OBJECTIVES:
**A)** From the solar-cell materials excerpt, reproduce verbatim the passage starting at "Cu_2ZnSnS_4 (CZTS) has" and ending at "the CZTS structure.".
**B)** In the solar-cell materials excerpt, what effect does the presence of TiO_2 have on the degradation of the perovskite films?

EXCERPT:
The work on copper-based sulfides focused on examining the local structure of ZnS, ZnS/Cu_2S, and Cu_2SnS_3 composite films prepared with ALD and CVD. Individual thin films of Zinc Sulfide (ZnS) and Copper (I) Sulfide (Cu_2S) formed very successfully via ALD and resemble bulk structure. Yet multi-layer films of ZnS/Cu_2S, prepared using a wide range of parameters, produce films that are predominantly either ZnS or Cu_2S, with the other material being highly disordered. This can be attributed to the crystal structure mismatch of ZnS and Cu_xS, making ALD with these precursors unsuitable for a CuZnS alloy. Another copper-based material, Cu_2SnS_3, has a stable structure with good electrical and optical absorption properties. Composite films of Cu_2SnS_3 were made using CVD layers of Cu_2S and SnS_2 with an anneal step. The results highlight the importance of stoichiometry and phase control in copper-based ternary and quaternary materials.
Cu_2ZnSnS_4 (CZTS) has many desirable properties for a solar cell absorber, but the structures formed within the material remain difficult to characterize. This work investigates the local structure about the metal atoms in CZTS nanoparticles. The results suggest that the Sn may be substituting on to the Cu and Zn sites, excess SnS may be present, or clustering may occur for each element within the CZTS structure.
Finally, perovskites are highly promising solar cell materials, but degradation in structure from MAPbI_3 to PbI_2 remains a huge problem. XRD is a common method of characterizing the crystal structure, but it misses nanostructured regions, which are expected near mesoporous-TiO2. We formed thin films of lead iodide perovskites using solution-based deposition, a low-cost and low-energy alternative to vacuum-based techniques such as ALD and CVD. We use the EXAFS technique to explore the local structure of the perovskites in TiO_2. We find remnant PbI_2 even in fresh films, and the percentage increases as the MAPbI_3 degrades under light in dry conditions. The presence of TiO_2 accelerates the degradation.

RAW DATA:

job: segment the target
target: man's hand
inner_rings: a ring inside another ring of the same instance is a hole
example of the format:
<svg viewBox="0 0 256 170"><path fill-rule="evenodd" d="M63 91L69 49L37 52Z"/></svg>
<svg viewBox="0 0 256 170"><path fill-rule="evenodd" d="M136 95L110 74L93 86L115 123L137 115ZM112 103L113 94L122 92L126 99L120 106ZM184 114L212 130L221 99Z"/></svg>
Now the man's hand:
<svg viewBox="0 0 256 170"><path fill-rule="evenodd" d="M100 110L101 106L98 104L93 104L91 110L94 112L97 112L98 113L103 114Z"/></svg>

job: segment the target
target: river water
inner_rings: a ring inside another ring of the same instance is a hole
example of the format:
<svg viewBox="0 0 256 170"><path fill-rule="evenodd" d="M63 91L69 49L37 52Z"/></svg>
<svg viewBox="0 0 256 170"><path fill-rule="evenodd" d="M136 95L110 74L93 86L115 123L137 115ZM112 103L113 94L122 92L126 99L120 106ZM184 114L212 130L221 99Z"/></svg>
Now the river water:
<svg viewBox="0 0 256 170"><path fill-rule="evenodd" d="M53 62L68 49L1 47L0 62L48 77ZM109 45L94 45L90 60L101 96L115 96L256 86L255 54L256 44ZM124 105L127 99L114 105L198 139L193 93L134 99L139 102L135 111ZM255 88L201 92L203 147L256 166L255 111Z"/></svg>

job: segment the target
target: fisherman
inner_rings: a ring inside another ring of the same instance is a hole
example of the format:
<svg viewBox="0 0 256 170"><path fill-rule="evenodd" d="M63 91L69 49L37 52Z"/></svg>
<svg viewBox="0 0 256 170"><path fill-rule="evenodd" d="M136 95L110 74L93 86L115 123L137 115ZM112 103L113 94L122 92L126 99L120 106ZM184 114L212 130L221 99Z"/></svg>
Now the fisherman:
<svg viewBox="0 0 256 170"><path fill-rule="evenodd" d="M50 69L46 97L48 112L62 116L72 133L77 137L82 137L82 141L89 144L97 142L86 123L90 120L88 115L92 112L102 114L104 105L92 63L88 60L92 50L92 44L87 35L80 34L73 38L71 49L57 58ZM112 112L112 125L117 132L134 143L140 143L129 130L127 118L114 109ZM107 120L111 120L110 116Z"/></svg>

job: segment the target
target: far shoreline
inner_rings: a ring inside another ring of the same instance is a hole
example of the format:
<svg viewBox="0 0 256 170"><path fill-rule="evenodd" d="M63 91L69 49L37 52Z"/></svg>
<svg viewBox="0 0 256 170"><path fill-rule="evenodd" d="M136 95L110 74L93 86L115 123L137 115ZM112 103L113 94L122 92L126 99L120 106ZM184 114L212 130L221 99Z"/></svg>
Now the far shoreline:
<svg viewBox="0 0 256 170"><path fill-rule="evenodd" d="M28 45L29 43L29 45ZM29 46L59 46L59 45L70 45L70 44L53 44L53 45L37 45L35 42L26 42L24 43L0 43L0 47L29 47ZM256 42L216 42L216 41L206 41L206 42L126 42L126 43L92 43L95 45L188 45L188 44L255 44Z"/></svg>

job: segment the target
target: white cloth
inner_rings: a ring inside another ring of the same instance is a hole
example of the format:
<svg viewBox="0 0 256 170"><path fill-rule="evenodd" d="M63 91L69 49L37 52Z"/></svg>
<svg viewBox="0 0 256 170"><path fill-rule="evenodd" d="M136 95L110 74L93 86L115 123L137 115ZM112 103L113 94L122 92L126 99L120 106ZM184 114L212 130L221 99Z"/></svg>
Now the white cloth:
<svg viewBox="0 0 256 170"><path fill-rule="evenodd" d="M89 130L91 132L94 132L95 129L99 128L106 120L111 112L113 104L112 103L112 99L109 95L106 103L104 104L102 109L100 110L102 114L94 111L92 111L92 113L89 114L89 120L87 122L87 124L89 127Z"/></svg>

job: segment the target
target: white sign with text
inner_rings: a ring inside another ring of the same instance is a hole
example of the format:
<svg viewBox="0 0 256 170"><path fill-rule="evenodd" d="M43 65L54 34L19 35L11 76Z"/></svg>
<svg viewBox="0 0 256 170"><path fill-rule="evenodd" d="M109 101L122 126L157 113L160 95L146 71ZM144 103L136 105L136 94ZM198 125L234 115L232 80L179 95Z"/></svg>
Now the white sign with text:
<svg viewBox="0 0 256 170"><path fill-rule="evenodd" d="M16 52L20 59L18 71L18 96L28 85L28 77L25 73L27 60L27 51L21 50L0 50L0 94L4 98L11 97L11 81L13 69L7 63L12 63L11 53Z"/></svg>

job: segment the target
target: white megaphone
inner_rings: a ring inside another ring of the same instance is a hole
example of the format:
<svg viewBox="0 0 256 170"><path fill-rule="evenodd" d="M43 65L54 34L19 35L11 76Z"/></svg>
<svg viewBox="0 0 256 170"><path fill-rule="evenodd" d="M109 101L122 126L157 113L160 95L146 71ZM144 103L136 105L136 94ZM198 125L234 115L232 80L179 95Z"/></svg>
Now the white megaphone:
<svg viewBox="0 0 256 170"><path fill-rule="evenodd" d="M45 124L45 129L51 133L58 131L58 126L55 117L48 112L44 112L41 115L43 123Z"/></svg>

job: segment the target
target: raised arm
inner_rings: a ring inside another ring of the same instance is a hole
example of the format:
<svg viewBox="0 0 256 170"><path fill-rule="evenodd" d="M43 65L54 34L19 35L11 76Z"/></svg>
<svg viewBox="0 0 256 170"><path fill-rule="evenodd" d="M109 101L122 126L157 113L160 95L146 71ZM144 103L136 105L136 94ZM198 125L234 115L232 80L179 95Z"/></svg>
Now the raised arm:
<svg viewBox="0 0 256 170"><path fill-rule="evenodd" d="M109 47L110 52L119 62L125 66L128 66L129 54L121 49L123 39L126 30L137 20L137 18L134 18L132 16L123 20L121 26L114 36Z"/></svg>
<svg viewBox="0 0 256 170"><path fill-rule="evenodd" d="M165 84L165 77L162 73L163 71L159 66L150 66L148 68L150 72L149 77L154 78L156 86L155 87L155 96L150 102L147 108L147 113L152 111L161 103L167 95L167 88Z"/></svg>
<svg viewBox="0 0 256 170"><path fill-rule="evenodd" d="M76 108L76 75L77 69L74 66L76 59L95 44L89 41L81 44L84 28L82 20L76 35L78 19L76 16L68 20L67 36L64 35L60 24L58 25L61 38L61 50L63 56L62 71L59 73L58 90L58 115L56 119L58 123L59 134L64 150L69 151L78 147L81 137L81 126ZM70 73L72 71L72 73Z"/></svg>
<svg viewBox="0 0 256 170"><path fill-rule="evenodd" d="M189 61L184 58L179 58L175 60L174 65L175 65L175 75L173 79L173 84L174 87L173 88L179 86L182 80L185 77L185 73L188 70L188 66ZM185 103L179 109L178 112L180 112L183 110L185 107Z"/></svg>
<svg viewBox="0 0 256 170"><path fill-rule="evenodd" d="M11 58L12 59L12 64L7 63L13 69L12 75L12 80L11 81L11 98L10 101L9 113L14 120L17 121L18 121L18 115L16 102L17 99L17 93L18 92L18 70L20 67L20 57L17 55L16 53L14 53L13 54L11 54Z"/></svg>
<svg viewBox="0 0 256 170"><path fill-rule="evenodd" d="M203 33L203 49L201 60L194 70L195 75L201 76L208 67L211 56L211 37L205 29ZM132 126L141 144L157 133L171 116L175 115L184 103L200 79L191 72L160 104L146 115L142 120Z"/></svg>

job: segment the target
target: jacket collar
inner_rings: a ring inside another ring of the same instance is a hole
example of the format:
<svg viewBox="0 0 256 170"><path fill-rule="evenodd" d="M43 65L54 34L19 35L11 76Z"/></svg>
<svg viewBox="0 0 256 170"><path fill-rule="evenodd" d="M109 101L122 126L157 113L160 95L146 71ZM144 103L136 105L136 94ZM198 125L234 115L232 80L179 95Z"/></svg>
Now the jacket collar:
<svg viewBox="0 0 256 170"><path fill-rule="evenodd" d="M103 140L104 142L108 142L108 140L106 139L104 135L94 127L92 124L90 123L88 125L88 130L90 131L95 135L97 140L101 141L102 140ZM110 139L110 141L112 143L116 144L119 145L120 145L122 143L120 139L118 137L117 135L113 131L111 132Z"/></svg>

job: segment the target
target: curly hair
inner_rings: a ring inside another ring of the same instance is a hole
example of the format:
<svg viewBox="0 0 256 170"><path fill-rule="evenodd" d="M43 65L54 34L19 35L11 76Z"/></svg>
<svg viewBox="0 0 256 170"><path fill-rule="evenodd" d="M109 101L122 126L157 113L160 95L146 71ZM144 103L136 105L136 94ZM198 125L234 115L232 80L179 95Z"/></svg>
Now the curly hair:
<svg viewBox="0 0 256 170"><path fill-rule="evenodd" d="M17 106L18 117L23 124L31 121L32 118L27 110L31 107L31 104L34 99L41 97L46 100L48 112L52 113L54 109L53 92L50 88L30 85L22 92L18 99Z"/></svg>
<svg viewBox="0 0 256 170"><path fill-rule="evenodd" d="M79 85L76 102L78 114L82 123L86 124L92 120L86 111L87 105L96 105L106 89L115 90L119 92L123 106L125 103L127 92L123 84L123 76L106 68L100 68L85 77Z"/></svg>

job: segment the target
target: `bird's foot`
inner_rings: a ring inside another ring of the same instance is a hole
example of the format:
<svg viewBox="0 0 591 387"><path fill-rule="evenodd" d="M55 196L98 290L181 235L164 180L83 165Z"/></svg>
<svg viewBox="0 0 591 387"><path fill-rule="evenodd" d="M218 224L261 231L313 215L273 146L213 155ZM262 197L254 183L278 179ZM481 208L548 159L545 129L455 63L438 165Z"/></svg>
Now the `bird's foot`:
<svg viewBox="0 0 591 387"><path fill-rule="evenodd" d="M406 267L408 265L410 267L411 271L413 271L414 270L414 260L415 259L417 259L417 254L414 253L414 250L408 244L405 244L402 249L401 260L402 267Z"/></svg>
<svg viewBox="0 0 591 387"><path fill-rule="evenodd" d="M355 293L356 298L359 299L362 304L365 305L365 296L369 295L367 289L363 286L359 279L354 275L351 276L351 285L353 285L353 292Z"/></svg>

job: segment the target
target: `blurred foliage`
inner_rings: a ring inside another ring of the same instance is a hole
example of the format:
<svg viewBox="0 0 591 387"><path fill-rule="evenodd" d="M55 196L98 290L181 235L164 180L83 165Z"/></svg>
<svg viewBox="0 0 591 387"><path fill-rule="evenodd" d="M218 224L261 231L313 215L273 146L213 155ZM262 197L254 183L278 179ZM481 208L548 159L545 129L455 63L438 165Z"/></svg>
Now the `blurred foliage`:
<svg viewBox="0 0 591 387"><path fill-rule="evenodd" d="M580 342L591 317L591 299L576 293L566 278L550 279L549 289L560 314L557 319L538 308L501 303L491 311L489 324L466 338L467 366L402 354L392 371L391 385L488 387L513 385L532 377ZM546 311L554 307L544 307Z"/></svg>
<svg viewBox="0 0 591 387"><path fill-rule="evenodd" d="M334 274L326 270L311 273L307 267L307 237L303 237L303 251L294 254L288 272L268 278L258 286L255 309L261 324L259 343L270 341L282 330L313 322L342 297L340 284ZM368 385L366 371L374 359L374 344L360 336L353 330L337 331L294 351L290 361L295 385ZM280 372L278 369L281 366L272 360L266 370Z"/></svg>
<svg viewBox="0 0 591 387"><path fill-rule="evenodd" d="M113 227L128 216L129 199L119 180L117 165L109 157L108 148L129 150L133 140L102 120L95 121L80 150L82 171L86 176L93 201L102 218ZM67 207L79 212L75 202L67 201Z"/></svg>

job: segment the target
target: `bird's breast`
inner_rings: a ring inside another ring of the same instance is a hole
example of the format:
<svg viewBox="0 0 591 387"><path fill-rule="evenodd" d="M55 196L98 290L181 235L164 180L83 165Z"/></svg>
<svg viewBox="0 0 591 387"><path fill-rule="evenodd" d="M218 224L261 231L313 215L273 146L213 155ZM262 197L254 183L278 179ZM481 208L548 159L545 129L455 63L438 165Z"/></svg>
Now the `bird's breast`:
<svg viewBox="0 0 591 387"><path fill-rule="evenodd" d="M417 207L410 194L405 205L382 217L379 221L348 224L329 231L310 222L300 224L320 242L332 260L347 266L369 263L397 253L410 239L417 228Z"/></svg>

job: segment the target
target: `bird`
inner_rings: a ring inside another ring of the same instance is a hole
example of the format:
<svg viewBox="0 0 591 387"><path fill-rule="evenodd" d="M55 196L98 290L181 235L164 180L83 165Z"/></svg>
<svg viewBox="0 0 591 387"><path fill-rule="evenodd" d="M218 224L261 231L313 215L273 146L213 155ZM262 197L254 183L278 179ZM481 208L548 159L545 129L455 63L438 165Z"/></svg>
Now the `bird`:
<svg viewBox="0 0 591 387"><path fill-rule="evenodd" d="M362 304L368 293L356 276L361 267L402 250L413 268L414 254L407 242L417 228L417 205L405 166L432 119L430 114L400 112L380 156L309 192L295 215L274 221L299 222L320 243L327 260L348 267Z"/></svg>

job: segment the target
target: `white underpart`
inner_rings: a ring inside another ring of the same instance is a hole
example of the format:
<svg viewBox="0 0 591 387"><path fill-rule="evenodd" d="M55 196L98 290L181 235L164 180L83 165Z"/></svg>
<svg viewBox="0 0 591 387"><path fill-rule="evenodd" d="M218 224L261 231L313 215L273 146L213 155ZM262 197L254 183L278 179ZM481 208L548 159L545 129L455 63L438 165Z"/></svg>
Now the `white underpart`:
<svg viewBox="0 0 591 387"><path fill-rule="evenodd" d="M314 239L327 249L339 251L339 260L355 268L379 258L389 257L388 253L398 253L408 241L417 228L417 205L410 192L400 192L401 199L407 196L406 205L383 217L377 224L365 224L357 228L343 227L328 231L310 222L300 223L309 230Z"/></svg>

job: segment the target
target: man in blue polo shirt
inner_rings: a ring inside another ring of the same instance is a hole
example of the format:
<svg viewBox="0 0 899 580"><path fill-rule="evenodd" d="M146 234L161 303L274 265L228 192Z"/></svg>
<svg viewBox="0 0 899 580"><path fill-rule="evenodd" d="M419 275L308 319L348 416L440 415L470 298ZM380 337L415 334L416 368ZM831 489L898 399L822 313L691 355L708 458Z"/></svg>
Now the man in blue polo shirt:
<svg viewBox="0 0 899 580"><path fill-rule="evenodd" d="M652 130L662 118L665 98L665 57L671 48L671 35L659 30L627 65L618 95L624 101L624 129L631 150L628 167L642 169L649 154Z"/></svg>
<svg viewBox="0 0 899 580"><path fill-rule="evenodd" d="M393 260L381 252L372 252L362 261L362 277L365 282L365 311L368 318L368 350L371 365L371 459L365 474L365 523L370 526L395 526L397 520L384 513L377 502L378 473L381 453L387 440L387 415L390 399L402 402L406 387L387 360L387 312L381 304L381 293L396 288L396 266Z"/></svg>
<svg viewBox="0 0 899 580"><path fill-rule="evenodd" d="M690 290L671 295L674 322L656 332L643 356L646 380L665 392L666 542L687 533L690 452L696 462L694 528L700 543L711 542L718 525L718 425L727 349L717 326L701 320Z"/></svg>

ANSWERS TO THE TASKS:
**A)**
Cu_2ZnSnS_4 (CZTS) has many desirable properties for a solar cell absorber, but the structures formed within the material remain difficult to characterize. This work investigates the local structure about the metal atoms in CZTS nanoparticles. The results suggest that the Sn may be substituting on to the Cu and Zn sites, excess SnS may be present, or clustering may occur for each element within the CZTS structure.

**B)** It accelerates the degradation.